### Task requirements:
Repeat the following lines exactly and nothing else: the line containing "Labeling fields. Category: car in" and each line after it through the end of the listing.

+++

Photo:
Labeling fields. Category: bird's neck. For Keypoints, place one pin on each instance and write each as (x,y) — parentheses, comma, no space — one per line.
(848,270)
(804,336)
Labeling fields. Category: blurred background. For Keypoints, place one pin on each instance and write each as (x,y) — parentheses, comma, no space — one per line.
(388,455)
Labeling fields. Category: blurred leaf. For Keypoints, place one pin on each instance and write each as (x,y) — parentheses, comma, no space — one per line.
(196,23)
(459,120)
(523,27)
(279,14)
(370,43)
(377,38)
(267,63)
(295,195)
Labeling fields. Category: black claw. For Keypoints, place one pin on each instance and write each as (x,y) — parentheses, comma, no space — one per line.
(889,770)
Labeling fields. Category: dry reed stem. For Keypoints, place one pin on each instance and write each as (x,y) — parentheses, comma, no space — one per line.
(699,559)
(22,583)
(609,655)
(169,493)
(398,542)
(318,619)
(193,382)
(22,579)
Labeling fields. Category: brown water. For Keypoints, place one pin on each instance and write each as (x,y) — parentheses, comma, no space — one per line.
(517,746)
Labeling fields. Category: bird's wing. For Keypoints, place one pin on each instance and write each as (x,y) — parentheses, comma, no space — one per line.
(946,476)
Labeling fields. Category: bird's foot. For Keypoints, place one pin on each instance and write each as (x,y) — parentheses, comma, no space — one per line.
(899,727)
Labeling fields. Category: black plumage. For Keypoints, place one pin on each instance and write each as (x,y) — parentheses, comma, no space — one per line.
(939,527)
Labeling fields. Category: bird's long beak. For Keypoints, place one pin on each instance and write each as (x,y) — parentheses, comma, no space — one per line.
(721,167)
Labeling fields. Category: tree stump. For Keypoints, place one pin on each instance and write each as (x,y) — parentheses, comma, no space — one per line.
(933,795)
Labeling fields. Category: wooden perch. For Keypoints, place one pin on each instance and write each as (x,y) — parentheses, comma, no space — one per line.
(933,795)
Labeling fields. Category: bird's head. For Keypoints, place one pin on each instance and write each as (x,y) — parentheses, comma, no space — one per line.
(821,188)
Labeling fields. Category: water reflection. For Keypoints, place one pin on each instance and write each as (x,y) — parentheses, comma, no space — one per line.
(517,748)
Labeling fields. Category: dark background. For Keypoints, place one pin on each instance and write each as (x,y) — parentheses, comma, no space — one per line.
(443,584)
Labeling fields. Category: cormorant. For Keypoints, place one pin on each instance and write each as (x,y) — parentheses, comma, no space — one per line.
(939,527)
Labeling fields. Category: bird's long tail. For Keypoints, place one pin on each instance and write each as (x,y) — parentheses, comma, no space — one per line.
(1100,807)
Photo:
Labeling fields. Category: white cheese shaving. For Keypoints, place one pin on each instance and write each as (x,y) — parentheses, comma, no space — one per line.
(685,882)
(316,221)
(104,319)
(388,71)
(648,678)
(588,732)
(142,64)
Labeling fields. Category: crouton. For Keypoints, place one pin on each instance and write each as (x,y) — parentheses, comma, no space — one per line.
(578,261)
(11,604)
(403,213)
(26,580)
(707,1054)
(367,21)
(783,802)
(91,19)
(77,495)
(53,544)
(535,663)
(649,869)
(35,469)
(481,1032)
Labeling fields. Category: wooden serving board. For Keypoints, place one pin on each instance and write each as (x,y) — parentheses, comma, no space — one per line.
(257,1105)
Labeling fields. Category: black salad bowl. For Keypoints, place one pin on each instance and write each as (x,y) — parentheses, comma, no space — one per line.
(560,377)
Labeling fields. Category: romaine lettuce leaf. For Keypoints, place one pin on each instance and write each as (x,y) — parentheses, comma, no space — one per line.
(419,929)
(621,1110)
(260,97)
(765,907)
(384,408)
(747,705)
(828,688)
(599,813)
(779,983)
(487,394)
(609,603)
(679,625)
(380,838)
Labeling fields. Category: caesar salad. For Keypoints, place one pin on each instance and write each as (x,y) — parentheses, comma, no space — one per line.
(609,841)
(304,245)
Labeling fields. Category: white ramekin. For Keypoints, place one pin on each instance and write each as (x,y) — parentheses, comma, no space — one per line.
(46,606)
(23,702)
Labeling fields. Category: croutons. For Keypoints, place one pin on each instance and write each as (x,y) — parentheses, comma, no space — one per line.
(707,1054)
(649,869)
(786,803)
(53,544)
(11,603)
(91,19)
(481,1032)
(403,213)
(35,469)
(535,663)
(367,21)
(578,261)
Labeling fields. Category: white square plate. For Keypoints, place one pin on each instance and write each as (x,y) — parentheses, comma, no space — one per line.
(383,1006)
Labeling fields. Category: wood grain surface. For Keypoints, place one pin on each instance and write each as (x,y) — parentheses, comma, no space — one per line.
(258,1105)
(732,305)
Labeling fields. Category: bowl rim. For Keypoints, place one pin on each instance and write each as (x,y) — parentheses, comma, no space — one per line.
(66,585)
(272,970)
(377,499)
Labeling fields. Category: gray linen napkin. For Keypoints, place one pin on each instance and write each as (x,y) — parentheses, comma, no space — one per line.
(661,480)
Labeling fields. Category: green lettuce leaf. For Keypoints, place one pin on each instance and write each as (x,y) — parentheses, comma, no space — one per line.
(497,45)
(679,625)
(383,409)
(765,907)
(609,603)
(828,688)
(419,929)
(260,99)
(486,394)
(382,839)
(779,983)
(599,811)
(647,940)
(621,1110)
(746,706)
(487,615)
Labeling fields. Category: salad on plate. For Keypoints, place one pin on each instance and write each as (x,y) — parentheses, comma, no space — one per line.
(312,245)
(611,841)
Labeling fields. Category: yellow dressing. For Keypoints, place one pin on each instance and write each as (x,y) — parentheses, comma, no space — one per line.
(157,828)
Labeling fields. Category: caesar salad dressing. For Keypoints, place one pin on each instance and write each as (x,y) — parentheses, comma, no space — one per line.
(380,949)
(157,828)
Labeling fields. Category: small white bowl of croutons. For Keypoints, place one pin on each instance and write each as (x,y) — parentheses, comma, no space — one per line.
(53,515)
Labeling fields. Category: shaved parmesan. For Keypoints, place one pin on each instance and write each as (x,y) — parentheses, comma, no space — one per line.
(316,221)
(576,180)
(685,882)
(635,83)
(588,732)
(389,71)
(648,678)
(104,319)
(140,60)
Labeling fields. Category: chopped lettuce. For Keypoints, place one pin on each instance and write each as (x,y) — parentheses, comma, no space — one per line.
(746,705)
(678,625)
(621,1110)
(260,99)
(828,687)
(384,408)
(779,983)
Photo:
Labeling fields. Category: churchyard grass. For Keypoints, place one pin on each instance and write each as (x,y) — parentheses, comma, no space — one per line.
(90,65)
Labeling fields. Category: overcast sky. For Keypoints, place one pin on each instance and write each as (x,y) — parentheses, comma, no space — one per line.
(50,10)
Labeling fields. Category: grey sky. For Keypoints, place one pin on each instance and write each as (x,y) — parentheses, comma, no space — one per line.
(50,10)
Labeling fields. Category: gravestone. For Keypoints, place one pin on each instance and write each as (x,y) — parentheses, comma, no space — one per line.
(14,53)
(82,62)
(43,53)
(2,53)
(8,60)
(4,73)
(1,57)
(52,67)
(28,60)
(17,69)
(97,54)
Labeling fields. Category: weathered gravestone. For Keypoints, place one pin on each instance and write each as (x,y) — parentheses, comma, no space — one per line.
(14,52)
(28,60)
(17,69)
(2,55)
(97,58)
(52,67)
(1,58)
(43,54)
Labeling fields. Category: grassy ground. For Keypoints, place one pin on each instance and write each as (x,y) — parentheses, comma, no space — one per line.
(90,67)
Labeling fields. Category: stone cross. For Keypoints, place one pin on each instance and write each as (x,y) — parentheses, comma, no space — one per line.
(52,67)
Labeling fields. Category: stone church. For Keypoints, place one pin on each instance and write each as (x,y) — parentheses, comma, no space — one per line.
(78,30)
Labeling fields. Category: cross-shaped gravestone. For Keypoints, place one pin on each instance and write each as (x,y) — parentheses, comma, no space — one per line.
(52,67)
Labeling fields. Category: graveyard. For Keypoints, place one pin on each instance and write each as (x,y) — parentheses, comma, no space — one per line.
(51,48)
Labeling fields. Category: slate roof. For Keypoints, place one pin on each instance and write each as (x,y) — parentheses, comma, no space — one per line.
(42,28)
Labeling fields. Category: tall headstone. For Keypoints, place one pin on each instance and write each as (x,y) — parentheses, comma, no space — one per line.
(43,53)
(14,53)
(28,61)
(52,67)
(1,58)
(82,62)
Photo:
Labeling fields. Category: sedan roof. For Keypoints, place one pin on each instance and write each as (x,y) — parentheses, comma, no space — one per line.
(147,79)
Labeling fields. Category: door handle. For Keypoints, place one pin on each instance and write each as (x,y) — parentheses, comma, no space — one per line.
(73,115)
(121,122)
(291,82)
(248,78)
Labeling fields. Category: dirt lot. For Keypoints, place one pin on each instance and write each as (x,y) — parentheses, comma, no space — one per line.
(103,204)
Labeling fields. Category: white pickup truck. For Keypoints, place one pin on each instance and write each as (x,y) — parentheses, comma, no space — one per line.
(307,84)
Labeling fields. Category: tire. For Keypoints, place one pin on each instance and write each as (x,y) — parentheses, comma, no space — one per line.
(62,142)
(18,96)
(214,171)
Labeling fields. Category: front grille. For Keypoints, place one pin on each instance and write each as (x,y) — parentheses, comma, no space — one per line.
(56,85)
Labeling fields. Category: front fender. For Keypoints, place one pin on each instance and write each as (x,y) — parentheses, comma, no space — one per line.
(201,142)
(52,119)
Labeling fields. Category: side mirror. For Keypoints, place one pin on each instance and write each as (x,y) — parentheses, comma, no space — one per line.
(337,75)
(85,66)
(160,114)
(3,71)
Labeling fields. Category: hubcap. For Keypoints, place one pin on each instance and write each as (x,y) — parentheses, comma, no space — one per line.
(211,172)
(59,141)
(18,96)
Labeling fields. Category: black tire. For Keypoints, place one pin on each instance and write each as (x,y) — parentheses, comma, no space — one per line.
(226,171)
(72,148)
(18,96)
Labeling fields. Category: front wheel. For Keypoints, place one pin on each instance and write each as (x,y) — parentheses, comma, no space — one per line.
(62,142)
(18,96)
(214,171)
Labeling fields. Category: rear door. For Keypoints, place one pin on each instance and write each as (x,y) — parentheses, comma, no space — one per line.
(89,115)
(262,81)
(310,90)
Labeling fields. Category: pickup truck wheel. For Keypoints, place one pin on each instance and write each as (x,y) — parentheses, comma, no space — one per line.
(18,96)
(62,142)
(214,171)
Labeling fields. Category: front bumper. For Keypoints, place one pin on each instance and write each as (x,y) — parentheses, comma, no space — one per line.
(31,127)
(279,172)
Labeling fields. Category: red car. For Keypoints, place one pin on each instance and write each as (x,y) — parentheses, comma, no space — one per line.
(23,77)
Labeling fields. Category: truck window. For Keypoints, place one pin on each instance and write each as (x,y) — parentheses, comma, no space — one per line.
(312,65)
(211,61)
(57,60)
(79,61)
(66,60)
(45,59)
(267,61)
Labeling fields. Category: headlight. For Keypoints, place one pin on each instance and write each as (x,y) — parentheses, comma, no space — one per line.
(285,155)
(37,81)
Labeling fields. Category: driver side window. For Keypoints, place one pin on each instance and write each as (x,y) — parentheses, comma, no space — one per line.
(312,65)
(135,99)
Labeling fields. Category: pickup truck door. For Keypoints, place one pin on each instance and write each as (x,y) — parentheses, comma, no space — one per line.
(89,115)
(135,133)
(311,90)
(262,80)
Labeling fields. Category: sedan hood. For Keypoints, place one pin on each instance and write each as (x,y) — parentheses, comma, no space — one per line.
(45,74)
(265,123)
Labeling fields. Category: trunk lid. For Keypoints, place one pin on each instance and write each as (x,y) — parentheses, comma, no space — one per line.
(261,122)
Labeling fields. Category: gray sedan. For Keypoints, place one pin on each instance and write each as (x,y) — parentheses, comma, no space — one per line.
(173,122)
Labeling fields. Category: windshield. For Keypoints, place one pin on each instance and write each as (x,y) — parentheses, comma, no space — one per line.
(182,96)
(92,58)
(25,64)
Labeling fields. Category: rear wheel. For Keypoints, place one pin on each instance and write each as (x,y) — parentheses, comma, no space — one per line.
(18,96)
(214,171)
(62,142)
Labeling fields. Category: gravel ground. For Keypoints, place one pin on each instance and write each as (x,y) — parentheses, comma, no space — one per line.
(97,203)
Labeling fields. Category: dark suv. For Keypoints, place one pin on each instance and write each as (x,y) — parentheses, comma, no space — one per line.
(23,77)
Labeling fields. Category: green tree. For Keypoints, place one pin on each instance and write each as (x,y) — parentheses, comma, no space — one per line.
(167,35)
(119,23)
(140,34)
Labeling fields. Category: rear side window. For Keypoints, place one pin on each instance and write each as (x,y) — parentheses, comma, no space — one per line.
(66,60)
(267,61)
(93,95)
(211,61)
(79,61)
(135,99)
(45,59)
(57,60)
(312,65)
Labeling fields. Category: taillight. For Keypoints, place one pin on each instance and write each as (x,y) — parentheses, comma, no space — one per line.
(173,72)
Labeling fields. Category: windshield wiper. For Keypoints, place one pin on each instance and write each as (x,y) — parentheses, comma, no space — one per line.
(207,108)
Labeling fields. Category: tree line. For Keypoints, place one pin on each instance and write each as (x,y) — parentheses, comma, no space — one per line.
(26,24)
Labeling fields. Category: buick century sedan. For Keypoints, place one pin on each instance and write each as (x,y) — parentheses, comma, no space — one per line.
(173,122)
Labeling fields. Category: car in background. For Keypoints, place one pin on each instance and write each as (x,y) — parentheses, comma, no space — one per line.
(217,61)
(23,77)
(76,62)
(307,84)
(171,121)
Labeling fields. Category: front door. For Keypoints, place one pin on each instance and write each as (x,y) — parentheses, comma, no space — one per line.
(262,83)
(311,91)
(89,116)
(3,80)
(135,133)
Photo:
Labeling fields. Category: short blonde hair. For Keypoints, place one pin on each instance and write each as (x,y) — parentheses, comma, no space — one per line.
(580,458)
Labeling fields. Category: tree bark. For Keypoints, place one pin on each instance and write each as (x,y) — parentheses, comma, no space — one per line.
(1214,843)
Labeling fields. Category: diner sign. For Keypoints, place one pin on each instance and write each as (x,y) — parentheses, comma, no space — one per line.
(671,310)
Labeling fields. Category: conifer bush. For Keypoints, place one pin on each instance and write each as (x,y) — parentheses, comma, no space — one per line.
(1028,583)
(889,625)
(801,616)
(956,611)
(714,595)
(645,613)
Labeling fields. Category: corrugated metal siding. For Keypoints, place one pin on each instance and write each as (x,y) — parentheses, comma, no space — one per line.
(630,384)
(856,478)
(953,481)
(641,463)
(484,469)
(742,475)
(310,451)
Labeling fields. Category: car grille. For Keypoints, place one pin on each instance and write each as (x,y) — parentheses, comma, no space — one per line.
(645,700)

+++

### Exercise output:
Labeling fields. Category: car in background. For Keypoints, place one pin on each instance and write each as (x,y) — parentheses, comma, no space — one per line.
(217,61)
(23,77)
(76,62)
(307,84)
(171,121)
Labeling fields. Category: front door. For Keypoints, place one pin on each instance and write each as (x,y) — parentheses, comma, no space — one per line.
(262,83)
(311,91)
(89,116)
(3,80)
(135,133)
Photo:
Labeling fields. Category: short blonde hair. For Keypoints, place one pin on each instance and write each as (x,y) — parentheses, comma, no space — one per line.
(580,458)
Labeling fields. Category: tree bark. For Keypoints, place one pin on each instance and write each as (x,y) — parentheses, comma, no space — one per line.
(1214,843)
Labeling fields. Category: diner sign. For Keypoints, place one pin on each instance and write each as (x,y) — parentheses, comma, no space — one per line.
(671,310)
Labeling fields. Category: conifer bush. For Keypoints, place one pin on each instance and write each as (x,y) — parentheses, comma, no space — one per line.
(1028,583)
(889,625)
(801,616)
(956,611)
(714,595)
(645,613)
Labeling fields. Category: corrugated metal siding. For Keypoints, place one pin on each instance and write each as (x,y) — parentheses, comma, no space — one per line.
(630,384)
(856,478)
(953,481)
(641,463)
(484,469)
(742,475)
(310,451)
Labeling fields. Category: car grille. For Keypoints, place one pin on each instance and write each as (x,y) — parentheses, comma, no space — one per line.
(645,700)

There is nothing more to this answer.